Records excerpted from a collection
------------------------------------------------

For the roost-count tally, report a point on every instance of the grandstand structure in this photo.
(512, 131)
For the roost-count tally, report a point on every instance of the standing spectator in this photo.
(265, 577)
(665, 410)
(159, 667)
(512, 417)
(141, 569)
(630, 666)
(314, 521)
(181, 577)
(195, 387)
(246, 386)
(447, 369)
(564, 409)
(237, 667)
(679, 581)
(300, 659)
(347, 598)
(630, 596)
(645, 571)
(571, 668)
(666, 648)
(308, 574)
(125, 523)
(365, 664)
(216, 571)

------------------------------------------------

## Exercise instructions
All records above are to be output again exactly as they stand.

## Exercise result
For the roost-count tally, report a point on every instance of the grandstand structure in this photo.
(512, 131)
For the roost-count tally, report a point on every instance of the standing spectator in this photo.
(265, 577)
(665, 410)
(159, 667)
(512, 417)
(141, 569)
(630, 666)
(314, 521)
(181, 577)
(195, 387)
(246, 386)
(447, 369)
(564, 409)
(237, 667)
(679, 581)
(300, 659)
(347, 598)
(630, 596)
(645, 571)
(571, 668)
(666, 648)
(308, 574)
(125, 523)
(365, 664)
(216, 571)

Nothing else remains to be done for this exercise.